§ Exercise
State, as a bare number, how many lines below contain "white".

[Input data — start]

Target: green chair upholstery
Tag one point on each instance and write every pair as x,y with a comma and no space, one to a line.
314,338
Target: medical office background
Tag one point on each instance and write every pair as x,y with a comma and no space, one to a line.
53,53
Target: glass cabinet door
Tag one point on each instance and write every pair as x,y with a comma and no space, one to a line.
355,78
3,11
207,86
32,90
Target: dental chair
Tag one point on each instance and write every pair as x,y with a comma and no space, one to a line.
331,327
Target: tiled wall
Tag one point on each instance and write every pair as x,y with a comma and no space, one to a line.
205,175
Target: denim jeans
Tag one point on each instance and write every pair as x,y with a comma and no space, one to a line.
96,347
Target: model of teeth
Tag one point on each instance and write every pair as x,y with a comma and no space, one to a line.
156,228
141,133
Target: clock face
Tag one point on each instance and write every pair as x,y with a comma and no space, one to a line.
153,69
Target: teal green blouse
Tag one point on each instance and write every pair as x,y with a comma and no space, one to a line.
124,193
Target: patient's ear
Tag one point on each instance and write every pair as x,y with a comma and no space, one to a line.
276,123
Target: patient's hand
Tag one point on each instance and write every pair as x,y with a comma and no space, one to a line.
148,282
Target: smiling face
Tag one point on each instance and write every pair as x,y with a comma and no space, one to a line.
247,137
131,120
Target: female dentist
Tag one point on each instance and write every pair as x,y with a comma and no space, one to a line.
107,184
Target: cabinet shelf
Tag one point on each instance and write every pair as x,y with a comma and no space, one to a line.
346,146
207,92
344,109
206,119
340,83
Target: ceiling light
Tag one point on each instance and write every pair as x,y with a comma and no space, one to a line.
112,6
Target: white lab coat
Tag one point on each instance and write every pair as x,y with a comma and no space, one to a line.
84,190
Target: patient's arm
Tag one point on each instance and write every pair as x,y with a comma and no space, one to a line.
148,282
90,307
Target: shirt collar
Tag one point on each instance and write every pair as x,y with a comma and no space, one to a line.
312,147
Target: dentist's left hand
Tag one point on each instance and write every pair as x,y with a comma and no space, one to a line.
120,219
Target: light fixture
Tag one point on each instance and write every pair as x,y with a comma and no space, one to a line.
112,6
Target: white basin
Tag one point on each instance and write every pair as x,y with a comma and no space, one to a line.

[Input data — finish]

§ Solution below
2